But the apostle introduces a caution here, that he might not appear to derogate from the law, by ascribing to it any proper or inherent impotency. And, for this purpose, he lets us know, what the precise quarter was in which the failure originated

- not then that the law was weak in itself, but in that it was weak through the flesh. To the law, there belong a native power and efficiency, in all its lessons and all its enforcements, which is admirably fitted to work out a righteousness on the character of those to whom it is addrest.

For this purpose, there is no want of force or of fitness in the agent; but there may be a want of fitness in the subject upon which it operates. It is no reflection on the penmanship of a beautiful writer, that he can give no adequate specimen of his art, on the coarse or absorbent paper, which will take on no fair impression of the character that he traces upon its surface. Nor is it any reflection on the power of an accomplished artist, that he can raise no monument thereof, from the stone which crumbles at every touch, and so is incapable of being moulded into the exquisite form of his own faultless and

finished idea. And so of the law, when it attempts to realize a portrait of moral excellence on the groundwork of our nature. It is because of the groundwork, and not of the law, that the attempt has failed ; and so when he tells us of what the law could not do, lest we should be left to imagine that this was from any want of force or capacity in the law, he adds in that it was weak through the flesh.'

And it is to be observed, that the fulfilment of the righteousness of the law in us, was a thing to be desired—not merely that in us a beauteous moral spectacle might be reared, and so the universe become richer as it were than before in worth and in virtue; but that our righteousness should be of such a kind as would satisfy the law, as would render to the law its due, as would secure all the homage that rightfully belongs to it. will perceive is a distinct object from the former. That the law should impress the worth and the loveliness of its own virtues upon our character, is one thing. That the law should in us achieve the vindication of its own honour, is another. It could not do the first, through the weakness of the flesh. And as little can it do the second, excepting in those on whom it wreaks the vengeance of its insulted authority. It may be said to fulfil its own righteousness, in those to whom it serves as the ministry of condemnation.

▬▬▬▬▬▬▬▬▬▬

OBJECTIVE: Extract the wording of the passage on the law and the flesh from "- not then that" up to and including "it is addrest.". The lines after this text have nothing to do with this exercise.

▬▬▬▬▬▬▬▬▬▬

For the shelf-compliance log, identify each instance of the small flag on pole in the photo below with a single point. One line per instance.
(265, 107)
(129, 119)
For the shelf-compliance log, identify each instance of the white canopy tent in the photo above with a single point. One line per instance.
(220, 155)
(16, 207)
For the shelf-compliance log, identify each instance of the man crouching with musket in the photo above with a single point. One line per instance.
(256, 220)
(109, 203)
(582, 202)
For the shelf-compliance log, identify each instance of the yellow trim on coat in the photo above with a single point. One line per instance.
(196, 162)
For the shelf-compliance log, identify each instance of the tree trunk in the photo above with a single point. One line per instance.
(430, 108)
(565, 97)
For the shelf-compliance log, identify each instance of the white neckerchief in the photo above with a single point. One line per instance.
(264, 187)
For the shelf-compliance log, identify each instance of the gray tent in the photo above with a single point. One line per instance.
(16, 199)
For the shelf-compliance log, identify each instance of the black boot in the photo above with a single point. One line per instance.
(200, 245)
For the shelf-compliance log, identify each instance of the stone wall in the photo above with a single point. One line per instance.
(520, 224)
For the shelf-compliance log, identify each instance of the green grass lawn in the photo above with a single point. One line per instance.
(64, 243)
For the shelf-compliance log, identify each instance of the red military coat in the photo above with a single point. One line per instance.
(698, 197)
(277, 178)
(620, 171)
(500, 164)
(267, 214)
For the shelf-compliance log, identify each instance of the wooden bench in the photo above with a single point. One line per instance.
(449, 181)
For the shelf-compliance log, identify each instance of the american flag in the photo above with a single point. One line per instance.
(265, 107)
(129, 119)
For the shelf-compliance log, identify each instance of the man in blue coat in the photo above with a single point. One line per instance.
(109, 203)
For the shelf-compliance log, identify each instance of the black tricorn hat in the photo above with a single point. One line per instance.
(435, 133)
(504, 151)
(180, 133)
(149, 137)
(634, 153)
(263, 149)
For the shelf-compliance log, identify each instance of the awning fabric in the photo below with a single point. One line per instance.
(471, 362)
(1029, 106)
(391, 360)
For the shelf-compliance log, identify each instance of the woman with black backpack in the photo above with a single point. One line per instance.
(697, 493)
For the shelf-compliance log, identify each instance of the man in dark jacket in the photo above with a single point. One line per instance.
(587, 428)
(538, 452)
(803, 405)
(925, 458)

▬▬▬▬▬▬▬▬▬▬

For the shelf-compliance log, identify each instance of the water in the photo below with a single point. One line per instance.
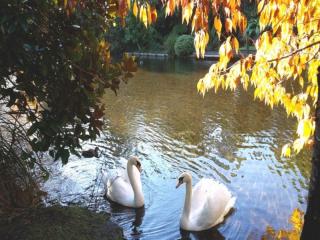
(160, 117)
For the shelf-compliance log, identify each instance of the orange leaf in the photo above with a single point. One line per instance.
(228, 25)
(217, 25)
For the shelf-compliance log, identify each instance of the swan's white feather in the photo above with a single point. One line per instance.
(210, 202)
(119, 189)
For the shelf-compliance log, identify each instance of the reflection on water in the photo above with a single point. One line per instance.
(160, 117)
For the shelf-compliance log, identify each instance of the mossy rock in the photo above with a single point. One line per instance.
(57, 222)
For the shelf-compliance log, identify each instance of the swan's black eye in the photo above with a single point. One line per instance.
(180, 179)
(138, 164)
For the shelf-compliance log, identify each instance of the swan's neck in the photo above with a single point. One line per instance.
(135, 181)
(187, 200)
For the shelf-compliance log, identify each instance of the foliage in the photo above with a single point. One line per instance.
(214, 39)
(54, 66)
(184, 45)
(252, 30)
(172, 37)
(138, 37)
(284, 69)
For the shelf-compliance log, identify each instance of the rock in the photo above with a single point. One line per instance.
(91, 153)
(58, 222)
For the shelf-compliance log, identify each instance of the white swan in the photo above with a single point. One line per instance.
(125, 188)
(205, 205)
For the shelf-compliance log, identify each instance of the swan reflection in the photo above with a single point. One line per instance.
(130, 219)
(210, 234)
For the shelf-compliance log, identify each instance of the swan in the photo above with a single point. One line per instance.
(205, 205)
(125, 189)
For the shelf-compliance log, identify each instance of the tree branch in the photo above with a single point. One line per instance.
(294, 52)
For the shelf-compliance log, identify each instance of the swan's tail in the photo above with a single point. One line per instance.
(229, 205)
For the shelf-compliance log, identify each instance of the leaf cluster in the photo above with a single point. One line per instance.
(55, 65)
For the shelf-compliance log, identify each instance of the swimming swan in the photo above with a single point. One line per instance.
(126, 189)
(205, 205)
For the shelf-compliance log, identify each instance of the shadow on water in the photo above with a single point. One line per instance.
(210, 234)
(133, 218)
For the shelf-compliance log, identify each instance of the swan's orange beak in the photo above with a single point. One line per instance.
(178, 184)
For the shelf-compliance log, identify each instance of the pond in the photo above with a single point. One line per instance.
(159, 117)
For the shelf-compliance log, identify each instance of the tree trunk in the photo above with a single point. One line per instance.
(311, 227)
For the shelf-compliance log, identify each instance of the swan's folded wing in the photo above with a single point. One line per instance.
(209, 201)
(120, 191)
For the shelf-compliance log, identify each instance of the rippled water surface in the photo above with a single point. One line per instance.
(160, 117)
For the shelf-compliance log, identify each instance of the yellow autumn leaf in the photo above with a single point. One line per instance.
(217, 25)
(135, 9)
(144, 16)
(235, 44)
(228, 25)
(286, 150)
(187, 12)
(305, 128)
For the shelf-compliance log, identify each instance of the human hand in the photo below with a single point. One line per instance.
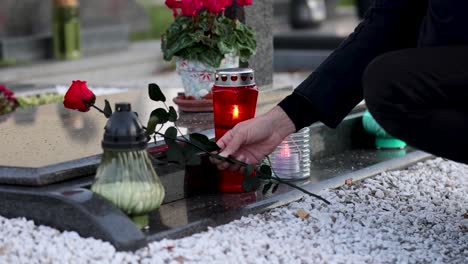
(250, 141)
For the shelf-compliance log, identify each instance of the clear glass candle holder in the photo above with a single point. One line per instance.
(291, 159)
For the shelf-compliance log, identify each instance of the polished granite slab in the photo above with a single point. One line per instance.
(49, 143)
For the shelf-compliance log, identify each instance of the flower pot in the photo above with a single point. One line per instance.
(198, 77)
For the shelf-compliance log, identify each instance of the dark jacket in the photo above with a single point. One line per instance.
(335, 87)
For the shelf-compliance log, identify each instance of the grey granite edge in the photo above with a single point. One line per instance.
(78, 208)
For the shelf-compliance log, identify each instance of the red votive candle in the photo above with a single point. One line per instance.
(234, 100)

▬▬▬▬▬▬▬▬▬▬

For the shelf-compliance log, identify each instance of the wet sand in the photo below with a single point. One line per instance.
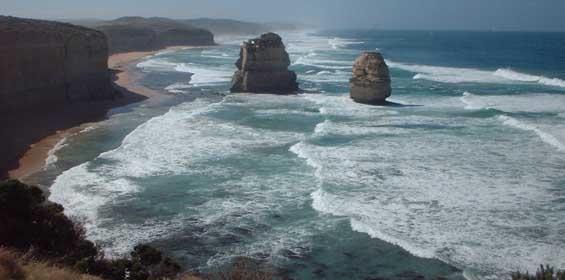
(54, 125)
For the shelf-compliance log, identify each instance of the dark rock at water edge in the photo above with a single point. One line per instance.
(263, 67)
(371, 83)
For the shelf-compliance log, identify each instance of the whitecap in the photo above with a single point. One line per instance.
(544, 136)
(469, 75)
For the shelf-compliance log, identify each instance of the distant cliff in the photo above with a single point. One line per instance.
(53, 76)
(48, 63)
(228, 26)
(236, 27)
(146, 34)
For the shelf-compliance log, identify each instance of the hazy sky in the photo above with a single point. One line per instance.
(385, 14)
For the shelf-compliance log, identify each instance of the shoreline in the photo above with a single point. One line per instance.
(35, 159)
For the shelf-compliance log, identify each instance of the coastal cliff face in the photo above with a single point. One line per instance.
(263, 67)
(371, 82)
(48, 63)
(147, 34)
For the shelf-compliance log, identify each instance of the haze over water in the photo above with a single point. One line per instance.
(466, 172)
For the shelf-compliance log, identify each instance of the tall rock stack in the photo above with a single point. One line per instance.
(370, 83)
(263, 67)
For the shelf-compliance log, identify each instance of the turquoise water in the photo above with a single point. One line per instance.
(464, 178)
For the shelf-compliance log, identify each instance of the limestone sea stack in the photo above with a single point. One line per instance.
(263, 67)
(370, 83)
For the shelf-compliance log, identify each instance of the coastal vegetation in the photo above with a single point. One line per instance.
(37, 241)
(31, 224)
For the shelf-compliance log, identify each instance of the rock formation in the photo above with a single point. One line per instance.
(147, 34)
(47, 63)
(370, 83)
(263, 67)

▬▬▬▬▬▬▬▬▬▬

TASK RESPONSE:
- not then that the law was weak in itself, but in that it was weak through the flesh. To the law, there belong a native power and efficiency, in all its lessons and all its enforcements, which is admirably fitted to work out a righteousness on the character of those to whom it is addrest.